### Exercise aim
Give the lines again exactly, from the one holding "indicate: grass lawn" to the last line of the listing below, both ends included and nothing added.

— start of Task inputs —

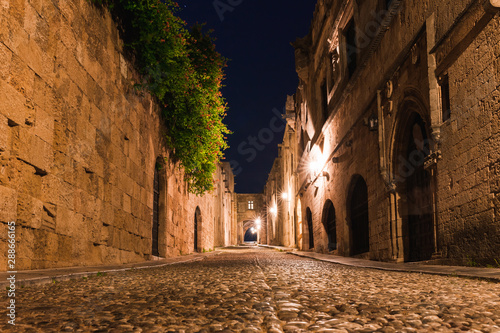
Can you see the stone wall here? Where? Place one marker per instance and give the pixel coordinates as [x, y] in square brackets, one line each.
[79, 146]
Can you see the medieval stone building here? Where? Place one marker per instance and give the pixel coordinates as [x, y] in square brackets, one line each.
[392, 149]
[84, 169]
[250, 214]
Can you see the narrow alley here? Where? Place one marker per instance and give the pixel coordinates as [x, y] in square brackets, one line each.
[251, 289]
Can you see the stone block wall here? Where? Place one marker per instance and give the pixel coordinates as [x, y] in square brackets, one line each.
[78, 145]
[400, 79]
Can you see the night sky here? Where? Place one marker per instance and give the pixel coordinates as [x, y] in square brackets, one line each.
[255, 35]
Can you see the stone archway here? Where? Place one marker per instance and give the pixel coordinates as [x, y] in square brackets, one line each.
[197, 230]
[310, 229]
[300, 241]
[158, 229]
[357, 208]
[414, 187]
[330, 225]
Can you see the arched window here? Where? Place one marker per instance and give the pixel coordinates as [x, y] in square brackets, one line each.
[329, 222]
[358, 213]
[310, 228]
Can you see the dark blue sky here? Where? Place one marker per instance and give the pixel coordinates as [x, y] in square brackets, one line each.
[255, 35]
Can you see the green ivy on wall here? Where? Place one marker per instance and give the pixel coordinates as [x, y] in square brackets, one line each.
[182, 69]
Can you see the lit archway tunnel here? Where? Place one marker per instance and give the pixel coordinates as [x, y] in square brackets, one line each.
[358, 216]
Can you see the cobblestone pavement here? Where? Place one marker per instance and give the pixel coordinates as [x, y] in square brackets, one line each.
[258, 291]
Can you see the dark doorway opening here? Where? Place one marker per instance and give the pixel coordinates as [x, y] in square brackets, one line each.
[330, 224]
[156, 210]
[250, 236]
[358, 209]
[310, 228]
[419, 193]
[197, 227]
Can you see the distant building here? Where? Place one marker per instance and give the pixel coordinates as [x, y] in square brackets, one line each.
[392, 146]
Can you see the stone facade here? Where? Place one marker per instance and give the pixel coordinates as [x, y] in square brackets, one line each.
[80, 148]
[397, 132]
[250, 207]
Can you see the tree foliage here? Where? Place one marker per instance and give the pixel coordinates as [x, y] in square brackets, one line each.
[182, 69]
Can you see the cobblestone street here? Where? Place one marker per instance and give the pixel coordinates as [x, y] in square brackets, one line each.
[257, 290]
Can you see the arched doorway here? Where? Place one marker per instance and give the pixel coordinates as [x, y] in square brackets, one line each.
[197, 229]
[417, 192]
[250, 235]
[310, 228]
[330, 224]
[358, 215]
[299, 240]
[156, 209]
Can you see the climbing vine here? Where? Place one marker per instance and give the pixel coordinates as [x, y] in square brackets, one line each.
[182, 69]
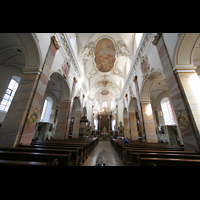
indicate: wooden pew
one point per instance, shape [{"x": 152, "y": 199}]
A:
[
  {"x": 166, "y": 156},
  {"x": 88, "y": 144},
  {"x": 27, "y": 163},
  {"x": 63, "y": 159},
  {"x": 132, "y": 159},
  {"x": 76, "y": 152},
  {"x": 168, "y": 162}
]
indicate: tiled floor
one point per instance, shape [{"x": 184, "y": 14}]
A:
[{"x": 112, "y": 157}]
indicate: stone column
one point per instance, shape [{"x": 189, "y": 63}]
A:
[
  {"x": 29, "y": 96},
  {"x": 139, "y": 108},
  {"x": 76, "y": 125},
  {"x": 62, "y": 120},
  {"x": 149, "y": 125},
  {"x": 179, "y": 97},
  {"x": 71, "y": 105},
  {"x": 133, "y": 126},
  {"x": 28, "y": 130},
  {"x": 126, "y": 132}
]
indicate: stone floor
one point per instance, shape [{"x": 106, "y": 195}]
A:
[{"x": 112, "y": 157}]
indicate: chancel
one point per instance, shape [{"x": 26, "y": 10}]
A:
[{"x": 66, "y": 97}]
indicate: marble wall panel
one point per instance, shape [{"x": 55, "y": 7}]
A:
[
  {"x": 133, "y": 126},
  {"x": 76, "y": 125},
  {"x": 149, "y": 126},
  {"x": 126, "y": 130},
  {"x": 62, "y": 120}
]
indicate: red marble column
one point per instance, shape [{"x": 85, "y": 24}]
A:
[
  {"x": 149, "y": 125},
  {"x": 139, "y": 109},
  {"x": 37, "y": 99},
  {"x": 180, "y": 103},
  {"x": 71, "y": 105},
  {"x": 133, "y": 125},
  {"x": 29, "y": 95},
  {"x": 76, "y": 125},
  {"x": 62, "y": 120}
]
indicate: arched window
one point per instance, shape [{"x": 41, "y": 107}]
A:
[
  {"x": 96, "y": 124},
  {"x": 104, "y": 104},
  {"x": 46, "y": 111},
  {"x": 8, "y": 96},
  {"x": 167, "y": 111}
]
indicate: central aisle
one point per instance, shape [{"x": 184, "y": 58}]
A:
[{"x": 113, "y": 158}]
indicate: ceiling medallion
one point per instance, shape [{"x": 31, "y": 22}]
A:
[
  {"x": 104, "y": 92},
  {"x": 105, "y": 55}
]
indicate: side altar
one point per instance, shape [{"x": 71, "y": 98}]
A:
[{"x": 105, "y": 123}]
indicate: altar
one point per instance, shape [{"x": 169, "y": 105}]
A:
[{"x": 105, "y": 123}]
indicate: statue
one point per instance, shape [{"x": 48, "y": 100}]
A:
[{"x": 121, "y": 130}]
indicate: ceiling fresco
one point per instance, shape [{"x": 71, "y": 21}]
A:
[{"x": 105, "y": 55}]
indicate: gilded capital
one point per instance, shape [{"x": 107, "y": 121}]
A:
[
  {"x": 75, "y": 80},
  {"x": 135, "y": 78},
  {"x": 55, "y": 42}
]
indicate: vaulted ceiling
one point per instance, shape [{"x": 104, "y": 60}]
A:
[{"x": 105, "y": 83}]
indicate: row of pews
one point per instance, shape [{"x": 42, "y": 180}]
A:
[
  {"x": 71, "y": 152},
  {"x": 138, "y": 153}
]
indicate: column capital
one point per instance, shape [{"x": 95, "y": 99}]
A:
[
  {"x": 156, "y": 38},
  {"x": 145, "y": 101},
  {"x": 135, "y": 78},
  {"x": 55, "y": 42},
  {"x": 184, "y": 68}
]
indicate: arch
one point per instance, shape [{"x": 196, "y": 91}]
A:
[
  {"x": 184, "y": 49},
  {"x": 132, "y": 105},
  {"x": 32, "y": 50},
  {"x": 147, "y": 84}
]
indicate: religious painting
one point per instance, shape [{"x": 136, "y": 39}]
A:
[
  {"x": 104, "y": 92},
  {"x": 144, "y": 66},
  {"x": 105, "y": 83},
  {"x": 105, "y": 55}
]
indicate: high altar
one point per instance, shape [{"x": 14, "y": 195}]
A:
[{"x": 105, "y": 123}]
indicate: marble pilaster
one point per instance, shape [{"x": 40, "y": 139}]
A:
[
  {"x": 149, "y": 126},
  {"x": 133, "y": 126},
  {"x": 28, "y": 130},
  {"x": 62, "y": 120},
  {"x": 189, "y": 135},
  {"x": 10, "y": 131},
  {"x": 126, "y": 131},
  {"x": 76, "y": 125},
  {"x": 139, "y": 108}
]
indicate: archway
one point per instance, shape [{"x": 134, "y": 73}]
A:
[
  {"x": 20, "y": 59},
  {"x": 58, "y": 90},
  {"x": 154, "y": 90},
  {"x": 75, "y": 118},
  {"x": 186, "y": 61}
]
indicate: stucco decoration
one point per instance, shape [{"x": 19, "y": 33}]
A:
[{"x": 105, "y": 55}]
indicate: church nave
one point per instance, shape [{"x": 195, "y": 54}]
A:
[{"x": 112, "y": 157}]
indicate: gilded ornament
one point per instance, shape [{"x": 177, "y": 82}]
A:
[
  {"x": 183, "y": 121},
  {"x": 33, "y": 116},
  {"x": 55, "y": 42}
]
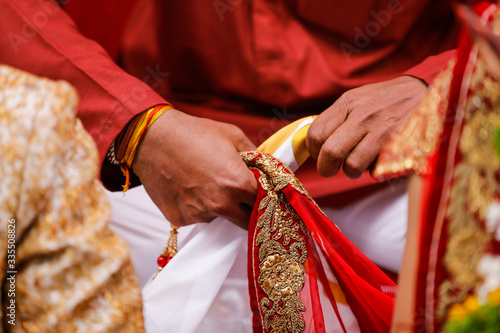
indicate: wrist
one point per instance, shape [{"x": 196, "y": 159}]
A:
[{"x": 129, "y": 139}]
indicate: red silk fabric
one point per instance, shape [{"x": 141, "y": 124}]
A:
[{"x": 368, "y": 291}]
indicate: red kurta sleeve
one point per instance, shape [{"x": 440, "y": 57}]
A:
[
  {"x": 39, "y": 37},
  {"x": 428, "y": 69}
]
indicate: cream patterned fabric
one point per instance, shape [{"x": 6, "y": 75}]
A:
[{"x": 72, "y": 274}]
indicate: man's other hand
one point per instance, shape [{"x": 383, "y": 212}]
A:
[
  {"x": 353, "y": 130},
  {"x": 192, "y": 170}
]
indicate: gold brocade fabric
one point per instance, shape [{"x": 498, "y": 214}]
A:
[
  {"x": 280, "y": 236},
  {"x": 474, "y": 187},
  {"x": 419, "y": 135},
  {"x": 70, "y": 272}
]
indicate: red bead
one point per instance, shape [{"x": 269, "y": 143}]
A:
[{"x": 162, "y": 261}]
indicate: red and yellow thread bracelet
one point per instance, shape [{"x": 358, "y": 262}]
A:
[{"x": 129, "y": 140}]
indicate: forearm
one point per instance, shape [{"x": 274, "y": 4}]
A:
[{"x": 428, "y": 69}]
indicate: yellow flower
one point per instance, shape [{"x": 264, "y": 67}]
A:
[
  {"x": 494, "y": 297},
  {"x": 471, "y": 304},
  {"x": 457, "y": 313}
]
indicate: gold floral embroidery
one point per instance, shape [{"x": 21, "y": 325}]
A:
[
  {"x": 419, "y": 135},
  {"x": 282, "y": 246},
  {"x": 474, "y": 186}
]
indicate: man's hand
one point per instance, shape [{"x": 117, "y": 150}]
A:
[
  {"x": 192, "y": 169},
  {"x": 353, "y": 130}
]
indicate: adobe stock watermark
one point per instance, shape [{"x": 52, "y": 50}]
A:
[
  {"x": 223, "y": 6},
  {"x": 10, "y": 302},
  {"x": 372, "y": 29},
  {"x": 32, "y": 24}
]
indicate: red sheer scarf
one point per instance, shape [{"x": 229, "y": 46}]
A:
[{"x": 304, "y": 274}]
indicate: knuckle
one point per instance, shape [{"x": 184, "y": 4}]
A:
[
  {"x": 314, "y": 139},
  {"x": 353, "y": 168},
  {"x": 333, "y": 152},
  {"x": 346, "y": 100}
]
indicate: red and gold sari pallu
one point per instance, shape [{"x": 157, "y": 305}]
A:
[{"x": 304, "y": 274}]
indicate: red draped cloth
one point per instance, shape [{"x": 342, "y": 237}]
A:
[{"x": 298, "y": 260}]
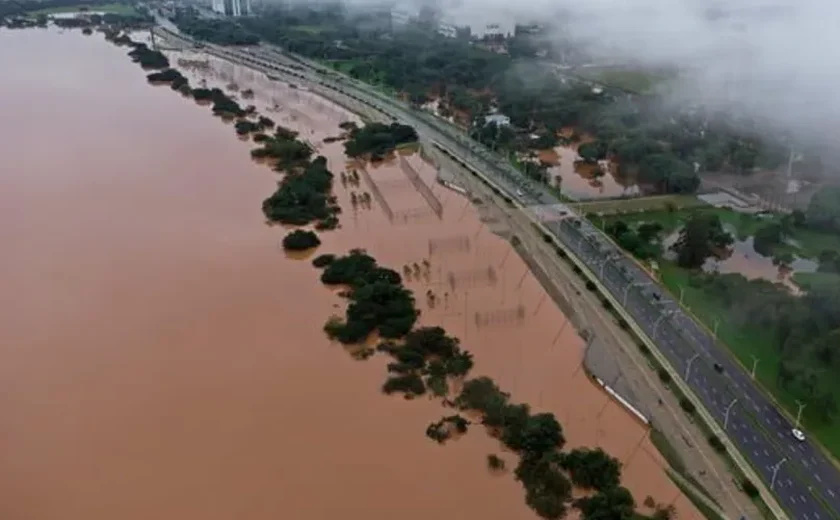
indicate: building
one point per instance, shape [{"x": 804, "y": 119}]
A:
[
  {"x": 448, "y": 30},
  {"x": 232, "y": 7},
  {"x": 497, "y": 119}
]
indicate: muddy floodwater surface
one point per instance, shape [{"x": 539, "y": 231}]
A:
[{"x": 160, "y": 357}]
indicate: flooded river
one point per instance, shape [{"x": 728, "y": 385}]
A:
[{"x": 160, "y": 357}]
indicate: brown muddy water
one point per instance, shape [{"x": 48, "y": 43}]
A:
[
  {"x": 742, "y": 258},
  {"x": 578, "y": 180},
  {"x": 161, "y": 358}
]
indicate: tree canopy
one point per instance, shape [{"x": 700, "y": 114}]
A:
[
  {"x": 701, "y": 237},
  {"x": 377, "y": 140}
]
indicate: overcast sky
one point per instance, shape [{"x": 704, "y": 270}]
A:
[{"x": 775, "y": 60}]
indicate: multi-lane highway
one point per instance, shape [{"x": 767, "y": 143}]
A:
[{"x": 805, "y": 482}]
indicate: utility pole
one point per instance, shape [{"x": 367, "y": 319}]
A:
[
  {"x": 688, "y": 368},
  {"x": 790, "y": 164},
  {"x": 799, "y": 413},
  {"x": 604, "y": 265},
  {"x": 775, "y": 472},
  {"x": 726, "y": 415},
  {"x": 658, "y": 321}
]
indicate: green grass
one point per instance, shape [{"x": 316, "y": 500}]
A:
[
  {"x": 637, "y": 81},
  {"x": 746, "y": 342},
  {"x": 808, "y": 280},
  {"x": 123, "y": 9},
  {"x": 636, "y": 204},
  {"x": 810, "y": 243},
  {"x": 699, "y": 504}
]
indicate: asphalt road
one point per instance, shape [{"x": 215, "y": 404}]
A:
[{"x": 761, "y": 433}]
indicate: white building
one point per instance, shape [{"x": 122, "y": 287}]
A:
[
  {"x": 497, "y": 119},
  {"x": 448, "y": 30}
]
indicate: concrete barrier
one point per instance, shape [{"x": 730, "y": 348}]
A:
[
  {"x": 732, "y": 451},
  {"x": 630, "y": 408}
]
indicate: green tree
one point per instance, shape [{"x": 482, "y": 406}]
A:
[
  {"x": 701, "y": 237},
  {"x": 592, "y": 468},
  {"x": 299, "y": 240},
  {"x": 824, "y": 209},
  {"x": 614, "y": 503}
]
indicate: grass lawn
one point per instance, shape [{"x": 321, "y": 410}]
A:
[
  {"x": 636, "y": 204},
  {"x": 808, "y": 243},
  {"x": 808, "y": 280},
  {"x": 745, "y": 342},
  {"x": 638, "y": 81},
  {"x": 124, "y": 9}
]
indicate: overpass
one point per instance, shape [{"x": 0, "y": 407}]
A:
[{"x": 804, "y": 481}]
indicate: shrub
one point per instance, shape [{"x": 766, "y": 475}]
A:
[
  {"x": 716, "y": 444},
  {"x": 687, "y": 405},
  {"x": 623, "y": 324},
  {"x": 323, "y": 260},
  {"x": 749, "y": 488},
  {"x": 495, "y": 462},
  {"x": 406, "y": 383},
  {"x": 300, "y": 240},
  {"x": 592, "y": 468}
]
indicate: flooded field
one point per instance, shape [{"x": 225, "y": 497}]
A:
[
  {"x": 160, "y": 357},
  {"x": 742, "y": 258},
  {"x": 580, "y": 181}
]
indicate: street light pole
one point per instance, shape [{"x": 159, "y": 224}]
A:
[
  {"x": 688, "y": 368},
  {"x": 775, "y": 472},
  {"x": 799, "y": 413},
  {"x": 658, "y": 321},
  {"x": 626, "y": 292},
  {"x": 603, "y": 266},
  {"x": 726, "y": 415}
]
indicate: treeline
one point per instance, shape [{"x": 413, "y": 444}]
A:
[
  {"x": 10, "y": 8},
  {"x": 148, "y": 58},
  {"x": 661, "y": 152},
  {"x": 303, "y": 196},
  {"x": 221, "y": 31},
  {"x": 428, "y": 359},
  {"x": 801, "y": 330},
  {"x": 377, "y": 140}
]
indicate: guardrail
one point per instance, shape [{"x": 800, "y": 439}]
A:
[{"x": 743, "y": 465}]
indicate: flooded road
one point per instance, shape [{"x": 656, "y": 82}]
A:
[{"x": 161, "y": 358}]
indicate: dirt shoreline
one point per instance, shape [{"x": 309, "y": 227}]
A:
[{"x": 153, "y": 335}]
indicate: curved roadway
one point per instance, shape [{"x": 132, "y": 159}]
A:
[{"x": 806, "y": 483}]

— end of Task inputs —

### The result
indicate: grass lawn
one point per instance, shape [{"x": 321, "y": 410}]
A:
[
  {"x": 636, "y": 204},
  {"x": 808, "y": 243},
  {"x": 808, "y": 280},
  {"x": 745, "y": 342},
  {"x": 638, "y": 81},
  {"x": 124, "y": 9}
]
indicate: overpass
one point per instance, shape [{"x": 0, "y": 407}]
A:
[{"x": 804, "y": 481}]
indicate: shrub
one point per instance, shape [{"x": 766, "y": 475}]
A:
[
  {"x": 716, "y": 444},
  {"x": 687, "y": 405},
  {"x": 623, "y": 324},
  {"x": 323, "y": 260},
  {"x": 749, "y": 488},
  {"x": 495, "y": 462},
  {"x": 406, "y": 383},
  {"x": 300, "y": 240},
  {"x": 592, "y": 468}
]
indicate: flooded field
one point per instance, shape [{"x": 225, "y": 497}]
A:
[
  {"x": 160, "y": 357},
  {"x": 742, "y": 258},
  {"x": 580, "y": 181}
]
indicate: street light pole
one point per instance, shape [{"x": 159, "y": 224}]
A:
[
  {"x": 688, "y": 368},
  {"x": 775, "y": 472},
  {"x": 799, "y": 413},
  {"x": 658, "y": 321},
  {"x": 626, "y": 292},
  {"x": 603, "y": 266},
  {"x": 726, "y": 415}
]
indicate: treeline
one point per instance, shape [{"x": 413, "y": 444}]
A:
[
  {"x": 10, "y": 8},
  {"x": 148, "y": 58},
  {"x": 661, "y": 152},
  {"x": 303, "y": 196},
  {"x": 221, "y": 31},
  {"x": 428, "y": 359},
  {"x": 801, "y": 330},
  {"x": 377, "y": 140}
]
indicate: guardrail
one point per instance, shape [{"x": 800, "y": 439}]
A:
[{"x": 743, "y": 465}]
indicate: flooded road
one point per instance, shape [{"x": 656, "y": 82}]
A:
[{"x": 161, "y": 358}]
indicate: dirt shoreline
one point per instance, shape [{"x": 309, "y": 227}]
A:
[{"x": 153, "y": 335}]
indicate: curved roadway
one point per instance, shape [{"x": 132, "y": 159}]
A:
[{"x": 806, "y": 483}]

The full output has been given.